# Data shown
============

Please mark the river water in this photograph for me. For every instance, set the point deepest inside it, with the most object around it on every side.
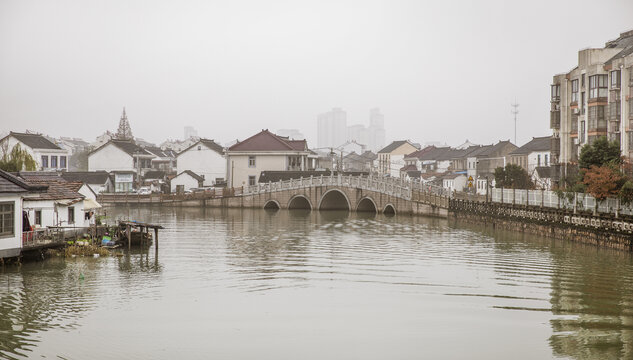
(252, 284)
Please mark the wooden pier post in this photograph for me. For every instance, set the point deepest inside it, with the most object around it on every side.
(128, 230)
(156, 243)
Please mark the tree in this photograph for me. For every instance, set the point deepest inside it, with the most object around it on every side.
(600, 152)
(626, 192)
(603, 181)
(513, 176)
(79, 160)
(17, 160)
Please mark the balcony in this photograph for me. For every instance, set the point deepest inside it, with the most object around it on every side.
(554, 120)
(555, 146)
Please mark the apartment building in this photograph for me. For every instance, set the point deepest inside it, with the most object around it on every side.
(592, 100)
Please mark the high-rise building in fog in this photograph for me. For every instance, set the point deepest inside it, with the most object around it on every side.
(190, 132)
(332, 128)
(377, 136)
(334, 132)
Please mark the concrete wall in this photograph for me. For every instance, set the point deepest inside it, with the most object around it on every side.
(204, 162)
(10, 245)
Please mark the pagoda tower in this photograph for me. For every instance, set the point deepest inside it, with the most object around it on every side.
(124, 132)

============

# Task statement
Render everything from the line containing "Please mark the tree" down to the end of the entries above as a Markdown table with the columns Row and Line. Put a row number in Row, put each line in Line, and leave out any blank lines.

# Completed exercise
| Row | Line |
|---|---|
| 1 | Please mark the tree in this photograph for me. For every instance, set the point deepest inside it, with the most object around it on every side. |
| 2 | (600, 152) |
| 3 | (626, 192) |
| 4 | (603, 181) |
| 5 | (513, 176) |
| 6 | (79, 160) |
| 7 | (17, 160) |
| 8 | Please mark the balcony in this photograph for me. For every instance, set the point deepest inside it, with the most object around it on every side. |
| 9 | (554, 120) |
| 10 | (555, 146) |
| 11 | Please mark the apartment building in this photograph for me. For every instance, set the point deepest inside it, with the most object around it on every side. |
| 12 | (592, 100) |
| 13 | Please mark the high-rise building in fog in this photograph for me. For every instance, set the point deepest inside it, with the most object around it on every side. |
| 14 | (190, 132) |
| 15 | (332, 128) |
| 16 | (377, 136) |
| 17 | (334, 132) |
| 18 | Please mark the concrete wall in this photograph for me. For every instance, set the point deepest inside it, with the most object around it on every side. |
| 19 | (204, 162) |
| 20 | (10, 245) |
| 21 | Please mark the pagoda tower in this photograph for me. For every instance, set the point deepest inside it, with the most object around it on every side. |
| 22 | (124, 132) |